#### Questions to answer
1 – In the post about a home burial, how far below the surface of the ground did the top of the buried container have to be?
2 – Continue the post about a home burial from the point where it stops.

----- Excerpt

Thursday, August 16, 2012

A home burial

 I don’t remember exactly how my parents and I first became interested in the idea of a “home” burial.  It was probably the combination of becoming aware of how environmentally destructive and expensive a “conventional” burial is, as well as my dad being diagnosed with Parkinson’s disease. We began researching this unfamiliar and intriguing topic both online and through local officials. We found that every state, county, and town has its own laws regarding home burial and in some places it is prohibited.

According to Texas law:  “A family can bury its dead without using a licensed funeral director. A statement of death and a death certificate are legally required. Generally, local ordinances or deed restrictions prohibit private burial within city limits. Check with the State Health Department and local zoning authorities for applicable laws.”

It was quite tricky finding out the information we needed, but we were not in a hurry and at first it was just an exercise in possibilities. Roughly speaking we needed a piece of land outside of town, the top of the container buried had to be two feet from the surface of the ground, and we had to do the burying within twenty four hours of death. To obtain a death certificate in advance we had to go to the local funeral home which was very reluctant to give us one. The determination of death must be made by a coroner, Justice of the Peace, or attending physician. Having the blank death certificate in advance would allow us to be prepared.

Years later my dad contracted pneumonia, the Parkinson’s having severely weakened him, and he passed away in a hospital. At that moment we decided to go through with a home burial.

----------
----- Extracted information

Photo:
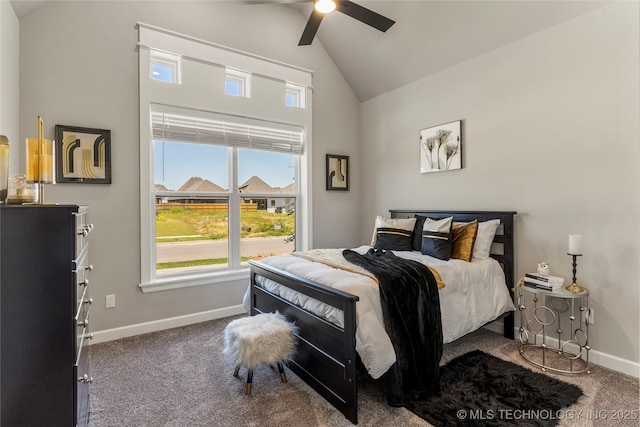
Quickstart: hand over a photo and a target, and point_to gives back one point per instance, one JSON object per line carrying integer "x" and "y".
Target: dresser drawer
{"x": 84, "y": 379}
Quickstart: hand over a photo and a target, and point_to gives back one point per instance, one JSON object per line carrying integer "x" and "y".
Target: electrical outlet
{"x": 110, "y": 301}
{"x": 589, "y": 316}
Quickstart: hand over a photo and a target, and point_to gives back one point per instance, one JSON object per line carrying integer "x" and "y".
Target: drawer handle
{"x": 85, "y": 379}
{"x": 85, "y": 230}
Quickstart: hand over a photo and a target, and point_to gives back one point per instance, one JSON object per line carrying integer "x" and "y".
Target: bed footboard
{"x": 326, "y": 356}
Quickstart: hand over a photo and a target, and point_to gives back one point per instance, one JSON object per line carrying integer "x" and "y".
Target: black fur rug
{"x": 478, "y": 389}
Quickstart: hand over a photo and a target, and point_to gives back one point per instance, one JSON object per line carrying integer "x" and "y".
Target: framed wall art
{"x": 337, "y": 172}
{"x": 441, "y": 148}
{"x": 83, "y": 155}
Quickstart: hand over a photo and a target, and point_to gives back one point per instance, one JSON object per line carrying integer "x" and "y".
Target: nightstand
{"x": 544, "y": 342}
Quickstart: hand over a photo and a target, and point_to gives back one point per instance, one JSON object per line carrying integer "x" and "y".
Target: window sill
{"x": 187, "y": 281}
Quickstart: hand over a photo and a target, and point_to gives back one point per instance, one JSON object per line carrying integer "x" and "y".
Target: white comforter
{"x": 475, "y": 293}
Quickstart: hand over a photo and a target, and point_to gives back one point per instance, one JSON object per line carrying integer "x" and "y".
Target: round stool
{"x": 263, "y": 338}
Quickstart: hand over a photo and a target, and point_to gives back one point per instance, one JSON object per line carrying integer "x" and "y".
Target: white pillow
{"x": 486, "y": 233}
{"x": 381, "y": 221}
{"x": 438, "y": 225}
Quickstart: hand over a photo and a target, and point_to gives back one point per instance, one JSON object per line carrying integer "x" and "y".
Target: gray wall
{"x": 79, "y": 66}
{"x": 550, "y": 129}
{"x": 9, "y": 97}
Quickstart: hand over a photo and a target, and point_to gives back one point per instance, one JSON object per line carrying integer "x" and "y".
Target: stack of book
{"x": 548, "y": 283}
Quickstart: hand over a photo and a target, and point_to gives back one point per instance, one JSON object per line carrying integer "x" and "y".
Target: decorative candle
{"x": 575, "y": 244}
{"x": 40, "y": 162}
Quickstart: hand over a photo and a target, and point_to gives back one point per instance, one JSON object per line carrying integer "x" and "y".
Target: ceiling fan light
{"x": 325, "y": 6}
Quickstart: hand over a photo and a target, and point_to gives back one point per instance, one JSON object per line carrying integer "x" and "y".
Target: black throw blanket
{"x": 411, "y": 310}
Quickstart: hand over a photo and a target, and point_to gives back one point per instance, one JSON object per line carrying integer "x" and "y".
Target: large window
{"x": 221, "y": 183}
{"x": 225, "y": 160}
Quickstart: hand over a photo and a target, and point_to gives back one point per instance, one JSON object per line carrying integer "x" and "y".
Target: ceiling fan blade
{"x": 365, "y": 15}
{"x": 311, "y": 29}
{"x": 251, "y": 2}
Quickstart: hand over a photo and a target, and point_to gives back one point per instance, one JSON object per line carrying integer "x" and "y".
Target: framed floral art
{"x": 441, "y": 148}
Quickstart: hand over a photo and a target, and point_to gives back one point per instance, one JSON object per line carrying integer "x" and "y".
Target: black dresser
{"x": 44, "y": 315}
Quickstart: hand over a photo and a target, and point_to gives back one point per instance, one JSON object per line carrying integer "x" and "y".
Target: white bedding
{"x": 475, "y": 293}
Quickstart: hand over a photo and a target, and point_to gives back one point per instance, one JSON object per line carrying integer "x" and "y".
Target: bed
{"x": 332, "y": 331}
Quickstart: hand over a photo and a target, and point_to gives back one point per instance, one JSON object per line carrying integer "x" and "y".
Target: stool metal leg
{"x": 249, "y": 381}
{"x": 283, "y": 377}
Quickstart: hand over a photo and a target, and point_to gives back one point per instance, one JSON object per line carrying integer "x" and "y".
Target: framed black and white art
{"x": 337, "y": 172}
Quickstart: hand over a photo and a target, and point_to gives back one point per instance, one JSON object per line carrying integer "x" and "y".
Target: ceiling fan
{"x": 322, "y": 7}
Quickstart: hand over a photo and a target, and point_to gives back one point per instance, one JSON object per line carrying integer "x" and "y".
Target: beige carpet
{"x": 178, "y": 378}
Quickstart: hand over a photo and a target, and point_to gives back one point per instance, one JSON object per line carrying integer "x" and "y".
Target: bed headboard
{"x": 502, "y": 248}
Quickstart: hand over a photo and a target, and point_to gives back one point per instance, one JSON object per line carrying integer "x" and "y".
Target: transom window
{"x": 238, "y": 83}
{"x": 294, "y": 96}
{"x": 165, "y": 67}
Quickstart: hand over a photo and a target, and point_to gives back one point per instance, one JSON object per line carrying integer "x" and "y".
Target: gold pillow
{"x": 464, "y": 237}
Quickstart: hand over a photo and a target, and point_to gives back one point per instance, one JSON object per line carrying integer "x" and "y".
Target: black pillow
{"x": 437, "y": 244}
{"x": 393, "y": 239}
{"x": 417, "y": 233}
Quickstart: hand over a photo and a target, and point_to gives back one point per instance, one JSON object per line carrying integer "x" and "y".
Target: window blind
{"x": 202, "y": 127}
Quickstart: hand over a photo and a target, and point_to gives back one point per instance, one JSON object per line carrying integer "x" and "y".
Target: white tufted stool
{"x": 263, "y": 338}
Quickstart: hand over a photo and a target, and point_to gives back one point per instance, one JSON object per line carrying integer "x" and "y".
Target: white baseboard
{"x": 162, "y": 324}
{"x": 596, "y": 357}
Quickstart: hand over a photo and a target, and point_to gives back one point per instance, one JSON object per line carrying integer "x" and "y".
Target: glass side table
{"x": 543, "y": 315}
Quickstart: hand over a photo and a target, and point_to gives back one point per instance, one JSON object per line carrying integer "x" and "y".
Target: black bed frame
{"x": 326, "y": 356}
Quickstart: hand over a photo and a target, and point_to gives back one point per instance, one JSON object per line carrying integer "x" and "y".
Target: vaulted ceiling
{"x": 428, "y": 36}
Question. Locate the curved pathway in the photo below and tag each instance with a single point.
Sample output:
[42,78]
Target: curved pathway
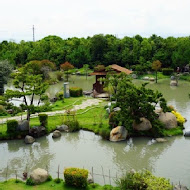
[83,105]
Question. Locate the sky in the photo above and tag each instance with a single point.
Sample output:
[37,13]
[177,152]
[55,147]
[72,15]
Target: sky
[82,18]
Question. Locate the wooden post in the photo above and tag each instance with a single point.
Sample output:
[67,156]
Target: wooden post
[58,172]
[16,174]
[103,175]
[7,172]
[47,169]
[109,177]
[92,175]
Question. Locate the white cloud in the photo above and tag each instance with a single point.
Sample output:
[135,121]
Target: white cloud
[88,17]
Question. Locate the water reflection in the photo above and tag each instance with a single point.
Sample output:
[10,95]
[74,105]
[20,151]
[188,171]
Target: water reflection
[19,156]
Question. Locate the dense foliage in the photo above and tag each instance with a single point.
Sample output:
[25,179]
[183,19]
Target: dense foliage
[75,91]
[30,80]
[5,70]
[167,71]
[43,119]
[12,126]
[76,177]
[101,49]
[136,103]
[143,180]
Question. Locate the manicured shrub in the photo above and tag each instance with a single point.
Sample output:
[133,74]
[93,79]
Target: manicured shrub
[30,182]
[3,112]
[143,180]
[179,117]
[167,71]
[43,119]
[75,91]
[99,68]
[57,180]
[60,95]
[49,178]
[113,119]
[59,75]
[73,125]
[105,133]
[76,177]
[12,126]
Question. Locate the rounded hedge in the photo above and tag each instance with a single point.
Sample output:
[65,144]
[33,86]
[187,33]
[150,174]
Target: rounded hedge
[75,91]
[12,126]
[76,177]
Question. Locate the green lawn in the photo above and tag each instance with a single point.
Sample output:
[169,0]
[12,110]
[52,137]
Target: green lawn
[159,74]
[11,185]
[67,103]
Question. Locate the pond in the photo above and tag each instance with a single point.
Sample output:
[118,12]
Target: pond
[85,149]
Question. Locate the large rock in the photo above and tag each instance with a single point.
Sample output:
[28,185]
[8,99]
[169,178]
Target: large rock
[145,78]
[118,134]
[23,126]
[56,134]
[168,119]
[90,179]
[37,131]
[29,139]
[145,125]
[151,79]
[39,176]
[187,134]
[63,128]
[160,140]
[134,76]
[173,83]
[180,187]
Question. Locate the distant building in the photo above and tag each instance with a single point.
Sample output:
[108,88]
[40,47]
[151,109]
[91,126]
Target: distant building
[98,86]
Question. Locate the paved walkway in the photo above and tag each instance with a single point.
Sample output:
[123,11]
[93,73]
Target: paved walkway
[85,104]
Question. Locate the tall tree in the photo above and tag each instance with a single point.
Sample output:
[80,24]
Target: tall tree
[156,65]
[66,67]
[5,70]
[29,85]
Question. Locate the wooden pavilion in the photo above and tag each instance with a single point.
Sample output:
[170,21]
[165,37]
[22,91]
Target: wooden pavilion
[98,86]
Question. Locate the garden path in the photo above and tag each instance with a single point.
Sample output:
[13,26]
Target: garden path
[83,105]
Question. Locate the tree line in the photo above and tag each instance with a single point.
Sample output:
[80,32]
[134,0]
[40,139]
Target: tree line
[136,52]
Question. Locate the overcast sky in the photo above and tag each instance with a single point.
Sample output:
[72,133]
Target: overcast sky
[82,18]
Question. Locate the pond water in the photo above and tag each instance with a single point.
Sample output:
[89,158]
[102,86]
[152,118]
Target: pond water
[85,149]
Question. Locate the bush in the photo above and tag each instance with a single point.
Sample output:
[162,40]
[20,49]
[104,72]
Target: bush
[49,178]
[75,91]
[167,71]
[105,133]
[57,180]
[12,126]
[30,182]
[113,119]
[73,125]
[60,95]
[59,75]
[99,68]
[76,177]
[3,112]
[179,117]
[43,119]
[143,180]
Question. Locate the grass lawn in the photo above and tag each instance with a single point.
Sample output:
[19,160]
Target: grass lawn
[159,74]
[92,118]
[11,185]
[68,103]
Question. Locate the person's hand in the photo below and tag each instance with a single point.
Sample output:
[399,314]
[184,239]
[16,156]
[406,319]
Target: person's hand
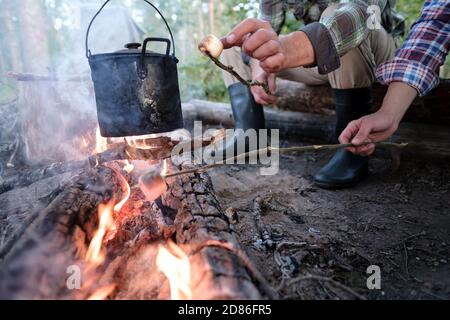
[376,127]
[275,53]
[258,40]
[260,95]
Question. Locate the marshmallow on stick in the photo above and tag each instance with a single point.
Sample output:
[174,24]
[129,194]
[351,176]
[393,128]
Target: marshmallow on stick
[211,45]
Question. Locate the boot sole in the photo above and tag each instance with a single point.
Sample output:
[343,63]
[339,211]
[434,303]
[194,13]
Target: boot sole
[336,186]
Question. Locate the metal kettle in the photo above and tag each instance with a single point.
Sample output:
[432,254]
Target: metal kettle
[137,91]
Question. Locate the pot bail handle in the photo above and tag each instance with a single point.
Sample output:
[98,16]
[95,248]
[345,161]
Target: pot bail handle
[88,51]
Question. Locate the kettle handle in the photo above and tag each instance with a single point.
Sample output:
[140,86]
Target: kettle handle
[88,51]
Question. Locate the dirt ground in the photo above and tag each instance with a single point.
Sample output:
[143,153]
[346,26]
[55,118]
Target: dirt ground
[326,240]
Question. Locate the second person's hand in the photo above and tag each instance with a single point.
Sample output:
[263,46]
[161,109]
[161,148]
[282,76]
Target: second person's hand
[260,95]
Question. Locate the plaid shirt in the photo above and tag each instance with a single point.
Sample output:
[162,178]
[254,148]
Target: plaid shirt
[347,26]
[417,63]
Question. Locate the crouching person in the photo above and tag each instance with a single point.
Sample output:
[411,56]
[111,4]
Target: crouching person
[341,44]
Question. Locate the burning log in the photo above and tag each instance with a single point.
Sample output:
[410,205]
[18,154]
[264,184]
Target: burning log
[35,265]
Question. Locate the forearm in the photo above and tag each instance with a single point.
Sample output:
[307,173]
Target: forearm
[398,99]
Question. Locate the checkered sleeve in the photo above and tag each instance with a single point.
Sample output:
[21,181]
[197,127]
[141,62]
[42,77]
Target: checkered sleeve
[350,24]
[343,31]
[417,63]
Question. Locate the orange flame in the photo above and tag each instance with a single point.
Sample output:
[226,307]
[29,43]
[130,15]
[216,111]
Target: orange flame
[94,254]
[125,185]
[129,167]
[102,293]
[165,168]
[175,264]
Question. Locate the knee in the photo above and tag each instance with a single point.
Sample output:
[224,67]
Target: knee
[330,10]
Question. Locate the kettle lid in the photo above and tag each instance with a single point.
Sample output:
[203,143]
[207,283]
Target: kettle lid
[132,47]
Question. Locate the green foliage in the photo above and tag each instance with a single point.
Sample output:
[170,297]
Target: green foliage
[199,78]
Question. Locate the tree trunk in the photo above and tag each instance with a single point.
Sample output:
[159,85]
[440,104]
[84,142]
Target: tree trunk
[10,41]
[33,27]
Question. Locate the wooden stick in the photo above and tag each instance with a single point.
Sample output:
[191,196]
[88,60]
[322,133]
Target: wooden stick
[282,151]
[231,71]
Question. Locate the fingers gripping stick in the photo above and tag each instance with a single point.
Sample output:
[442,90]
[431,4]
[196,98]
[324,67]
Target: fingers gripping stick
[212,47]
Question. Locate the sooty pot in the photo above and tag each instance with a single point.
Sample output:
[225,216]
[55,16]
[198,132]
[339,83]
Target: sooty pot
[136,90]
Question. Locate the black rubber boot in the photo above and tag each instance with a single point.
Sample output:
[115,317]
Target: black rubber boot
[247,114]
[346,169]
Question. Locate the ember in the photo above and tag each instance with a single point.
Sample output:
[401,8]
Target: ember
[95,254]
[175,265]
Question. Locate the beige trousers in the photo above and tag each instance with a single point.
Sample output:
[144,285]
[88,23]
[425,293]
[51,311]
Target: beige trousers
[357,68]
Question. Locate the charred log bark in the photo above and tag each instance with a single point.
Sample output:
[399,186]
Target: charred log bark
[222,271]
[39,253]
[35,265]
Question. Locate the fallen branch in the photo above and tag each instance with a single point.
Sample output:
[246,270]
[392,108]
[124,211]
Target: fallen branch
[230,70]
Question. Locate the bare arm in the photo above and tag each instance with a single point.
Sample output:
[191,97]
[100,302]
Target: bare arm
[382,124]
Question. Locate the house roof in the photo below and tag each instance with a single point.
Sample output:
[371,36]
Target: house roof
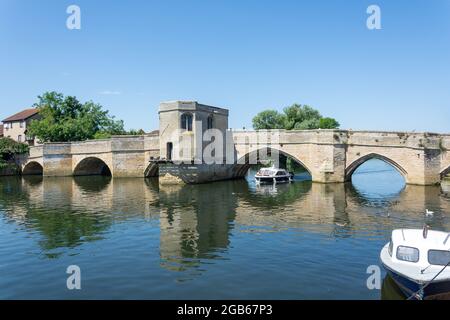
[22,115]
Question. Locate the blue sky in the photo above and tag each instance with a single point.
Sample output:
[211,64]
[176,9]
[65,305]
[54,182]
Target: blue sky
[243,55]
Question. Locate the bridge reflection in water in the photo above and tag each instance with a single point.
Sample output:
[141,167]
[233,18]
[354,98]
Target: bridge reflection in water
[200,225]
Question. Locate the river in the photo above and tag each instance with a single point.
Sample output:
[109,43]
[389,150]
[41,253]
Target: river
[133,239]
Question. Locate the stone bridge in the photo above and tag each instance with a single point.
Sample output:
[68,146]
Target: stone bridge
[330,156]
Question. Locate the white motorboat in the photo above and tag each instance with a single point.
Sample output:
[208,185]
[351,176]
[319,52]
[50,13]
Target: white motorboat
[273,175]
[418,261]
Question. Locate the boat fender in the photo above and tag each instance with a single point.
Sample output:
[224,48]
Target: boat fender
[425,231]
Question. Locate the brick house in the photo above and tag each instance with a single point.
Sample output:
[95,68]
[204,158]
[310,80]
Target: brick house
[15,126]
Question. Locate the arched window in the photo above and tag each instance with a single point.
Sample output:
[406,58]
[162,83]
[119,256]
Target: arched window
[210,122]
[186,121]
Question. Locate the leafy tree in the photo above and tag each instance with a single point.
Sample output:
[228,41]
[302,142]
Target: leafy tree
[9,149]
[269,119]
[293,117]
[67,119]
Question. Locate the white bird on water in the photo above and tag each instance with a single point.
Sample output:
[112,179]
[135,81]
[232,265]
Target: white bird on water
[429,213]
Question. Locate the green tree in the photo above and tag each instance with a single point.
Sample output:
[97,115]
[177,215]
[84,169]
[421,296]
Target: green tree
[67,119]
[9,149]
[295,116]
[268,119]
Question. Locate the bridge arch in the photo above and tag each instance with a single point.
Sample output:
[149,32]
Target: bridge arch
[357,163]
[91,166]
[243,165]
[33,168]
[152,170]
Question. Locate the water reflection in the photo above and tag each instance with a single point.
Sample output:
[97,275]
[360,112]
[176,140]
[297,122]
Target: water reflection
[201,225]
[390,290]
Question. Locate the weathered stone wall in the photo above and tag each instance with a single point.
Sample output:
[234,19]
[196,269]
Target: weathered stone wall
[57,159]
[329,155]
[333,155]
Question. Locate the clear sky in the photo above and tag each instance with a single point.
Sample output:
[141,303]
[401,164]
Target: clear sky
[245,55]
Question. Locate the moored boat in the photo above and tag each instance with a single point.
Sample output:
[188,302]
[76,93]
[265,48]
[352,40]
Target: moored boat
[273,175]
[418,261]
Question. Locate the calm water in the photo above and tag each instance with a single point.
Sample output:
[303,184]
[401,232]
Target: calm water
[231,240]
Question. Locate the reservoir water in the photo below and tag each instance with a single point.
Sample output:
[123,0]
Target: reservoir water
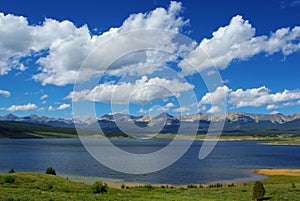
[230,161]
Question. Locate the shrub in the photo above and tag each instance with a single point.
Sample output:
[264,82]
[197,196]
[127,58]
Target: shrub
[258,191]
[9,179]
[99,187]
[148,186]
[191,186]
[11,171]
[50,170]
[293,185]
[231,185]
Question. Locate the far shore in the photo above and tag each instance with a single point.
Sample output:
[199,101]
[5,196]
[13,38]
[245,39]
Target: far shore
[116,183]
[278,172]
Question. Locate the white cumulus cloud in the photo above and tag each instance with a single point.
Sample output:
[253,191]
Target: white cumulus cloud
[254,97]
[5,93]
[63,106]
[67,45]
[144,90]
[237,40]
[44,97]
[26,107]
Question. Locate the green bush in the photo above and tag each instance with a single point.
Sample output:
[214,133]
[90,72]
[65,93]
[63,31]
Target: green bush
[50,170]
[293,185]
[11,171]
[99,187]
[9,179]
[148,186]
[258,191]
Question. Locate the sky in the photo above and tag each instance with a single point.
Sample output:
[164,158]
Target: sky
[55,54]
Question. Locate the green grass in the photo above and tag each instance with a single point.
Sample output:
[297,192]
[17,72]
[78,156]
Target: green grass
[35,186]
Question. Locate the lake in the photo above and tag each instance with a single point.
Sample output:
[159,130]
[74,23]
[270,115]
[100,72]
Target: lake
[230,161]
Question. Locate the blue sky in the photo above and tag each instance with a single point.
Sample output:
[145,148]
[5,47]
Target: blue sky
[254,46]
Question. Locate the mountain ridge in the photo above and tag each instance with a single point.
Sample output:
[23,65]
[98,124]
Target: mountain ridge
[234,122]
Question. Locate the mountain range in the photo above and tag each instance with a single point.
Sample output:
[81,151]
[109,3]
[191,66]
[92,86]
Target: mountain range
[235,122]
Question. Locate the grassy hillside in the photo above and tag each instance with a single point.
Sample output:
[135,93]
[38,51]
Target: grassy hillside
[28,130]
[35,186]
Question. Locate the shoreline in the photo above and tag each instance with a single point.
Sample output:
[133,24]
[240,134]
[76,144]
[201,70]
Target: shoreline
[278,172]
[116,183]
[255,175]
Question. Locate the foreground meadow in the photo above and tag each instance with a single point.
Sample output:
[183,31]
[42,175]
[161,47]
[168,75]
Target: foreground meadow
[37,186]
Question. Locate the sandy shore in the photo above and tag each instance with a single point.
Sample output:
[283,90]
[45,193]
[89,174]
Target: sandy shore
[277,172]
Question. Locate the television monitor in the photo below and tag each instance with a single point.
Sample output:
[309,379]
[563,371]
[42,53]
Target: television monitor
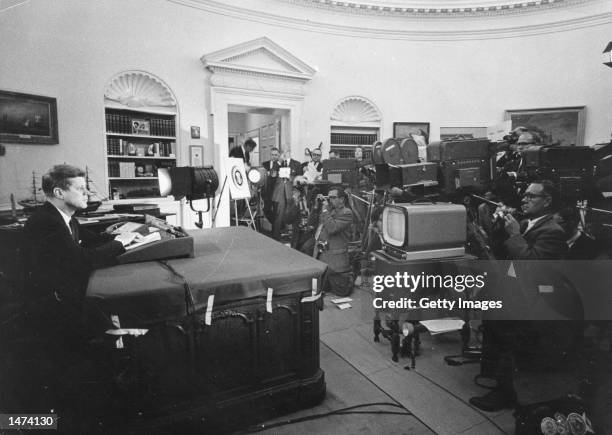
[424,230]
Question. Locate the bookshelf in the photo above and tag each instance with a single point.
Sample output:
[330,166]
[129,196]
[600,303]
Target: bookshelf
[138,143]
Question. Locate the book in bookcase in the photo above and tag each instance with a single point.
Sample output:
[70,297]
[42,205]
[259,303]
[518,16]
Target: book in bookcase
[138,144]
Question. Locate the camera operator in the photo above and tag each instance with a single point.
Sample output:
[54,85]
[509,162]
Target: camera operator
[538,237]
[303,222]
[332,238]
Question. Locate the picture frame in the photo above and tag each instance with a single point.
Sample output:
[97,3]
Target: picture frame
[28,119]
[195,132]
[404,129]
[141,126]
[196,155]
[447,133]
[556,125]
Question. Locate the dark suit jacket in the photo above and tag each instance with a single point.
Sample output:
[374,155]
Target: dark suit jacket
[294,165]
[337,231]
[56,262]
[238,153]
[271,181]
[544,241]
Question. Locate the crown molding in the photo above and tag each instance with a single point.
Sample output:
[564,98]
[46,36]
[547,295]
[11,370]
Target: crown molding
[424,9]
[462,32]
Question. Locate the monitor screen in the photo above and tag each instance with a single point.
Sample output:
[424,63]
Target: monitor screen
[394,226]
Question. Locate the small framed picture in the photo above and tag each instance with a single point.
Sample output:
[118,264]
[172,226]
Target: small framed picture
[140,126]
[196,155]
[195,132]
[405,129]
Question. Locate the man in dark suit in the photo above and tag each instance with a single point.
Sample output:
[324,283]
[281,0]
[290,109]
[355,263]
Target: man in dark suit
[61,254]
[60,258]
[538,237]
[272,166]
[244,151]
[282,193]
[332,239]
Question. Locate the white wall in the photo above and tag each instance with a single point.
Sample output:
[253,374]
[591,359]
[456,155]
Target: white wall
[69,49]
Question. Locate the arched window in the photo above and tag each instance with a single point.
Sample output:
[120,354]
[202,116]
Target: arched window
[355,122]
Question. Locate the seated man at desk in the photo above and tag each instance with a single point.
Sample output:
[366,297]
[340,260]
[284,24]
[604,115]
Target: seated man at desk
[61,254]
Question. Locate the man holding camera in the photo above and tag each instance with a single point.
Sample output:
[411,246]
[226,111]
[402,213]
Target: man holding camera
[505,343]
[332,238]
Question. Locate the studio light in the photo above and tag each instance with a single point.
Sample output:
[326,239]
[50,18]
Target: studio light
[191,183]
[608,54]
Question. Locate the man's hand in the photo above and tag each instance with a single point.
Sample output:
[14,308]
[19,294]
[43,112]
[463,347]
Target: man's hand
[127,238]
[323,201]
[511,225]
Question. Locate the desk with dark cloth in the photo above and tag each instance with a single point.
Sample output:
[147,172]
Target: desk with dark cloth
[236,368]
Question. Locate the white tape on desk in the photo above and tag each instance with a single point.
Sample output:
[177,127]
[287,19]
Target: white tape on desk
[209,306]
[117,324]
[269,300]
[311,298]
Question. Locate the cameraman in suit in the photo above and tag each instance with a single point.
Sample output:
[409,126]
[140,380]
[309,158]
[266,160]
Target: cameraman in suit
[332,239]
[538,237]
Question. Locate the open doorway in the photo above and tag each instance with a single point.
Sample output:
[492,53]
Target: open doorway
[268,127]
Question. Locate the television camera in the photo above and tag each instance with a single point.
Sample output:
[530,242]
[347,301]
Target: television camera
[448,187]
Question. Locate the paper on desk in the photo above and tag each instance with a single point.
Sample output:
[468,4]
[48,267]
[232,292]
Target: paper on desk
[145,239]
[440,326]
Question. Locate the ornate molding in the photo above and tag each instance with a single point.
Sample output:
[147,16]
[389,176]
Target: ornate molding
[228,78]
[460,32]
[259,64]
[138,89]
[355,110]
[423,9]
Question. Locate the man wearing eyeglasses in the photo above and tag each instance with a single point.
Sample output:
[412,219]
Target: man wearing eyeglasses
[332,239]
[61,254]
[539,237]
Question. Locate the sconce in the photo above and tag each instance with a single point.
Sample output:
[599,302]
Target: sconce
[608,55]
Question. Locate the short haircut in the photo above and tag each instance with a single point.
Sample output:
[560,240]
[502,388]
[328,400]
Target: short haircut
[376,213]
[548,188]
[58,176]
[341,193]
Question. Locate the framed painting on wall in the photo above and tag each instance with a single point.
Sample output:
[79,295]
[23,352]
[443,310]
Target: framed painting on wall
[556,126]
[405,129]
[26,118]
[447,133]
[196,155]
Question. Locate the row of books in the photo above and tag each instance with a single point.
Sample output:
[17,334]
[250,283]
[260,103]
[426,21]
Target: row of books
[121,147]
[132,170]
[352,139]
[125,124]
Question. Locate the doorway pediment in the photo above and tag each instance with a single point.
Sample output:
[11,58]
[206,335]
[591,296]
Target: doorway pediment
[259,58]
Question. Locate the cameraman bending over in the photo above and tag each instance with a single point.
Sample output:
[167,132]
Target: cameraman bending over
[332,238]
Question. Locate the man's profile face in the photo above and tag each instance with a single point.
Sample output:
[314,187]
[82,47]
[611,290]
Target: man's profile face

----------

#### Answer list
1 – Two feet.

2 –
After the doctor signed the death certificate we were free to take the body which we placed in our van. The head nurse told us that throughout her 30 years working at the hospital, we were only the second to remove a body independently, the other was returned to Mexico. It was late in the day when we drove to our property. We spent the night then woke up early and started digging. My brother and brother in law joined in and it took us most of the day using a digging bar and shovels, praying for the ground to be free of large rocks, and grateful it was quite cold. Not long before the twenty four hour mark we placed the blanket wrapped body in the deep hole with several special items picked out by family members - a  harmonica, stones, and notes. We then replaced the dirt and topped the grave with rocks. Later that day we had a short service before it started to snow, the first and only time that winter.

In hindsight we were very lucky everything worked out the way it did. We didn't have to hunt down the Justice of the Peace on a weekend, we were not pulled over on our way (we had the necessary papers), and no big rocks were in our way.  What ultimately made it all possible was making the arrangements in advance, and having a supportive and unconventional family.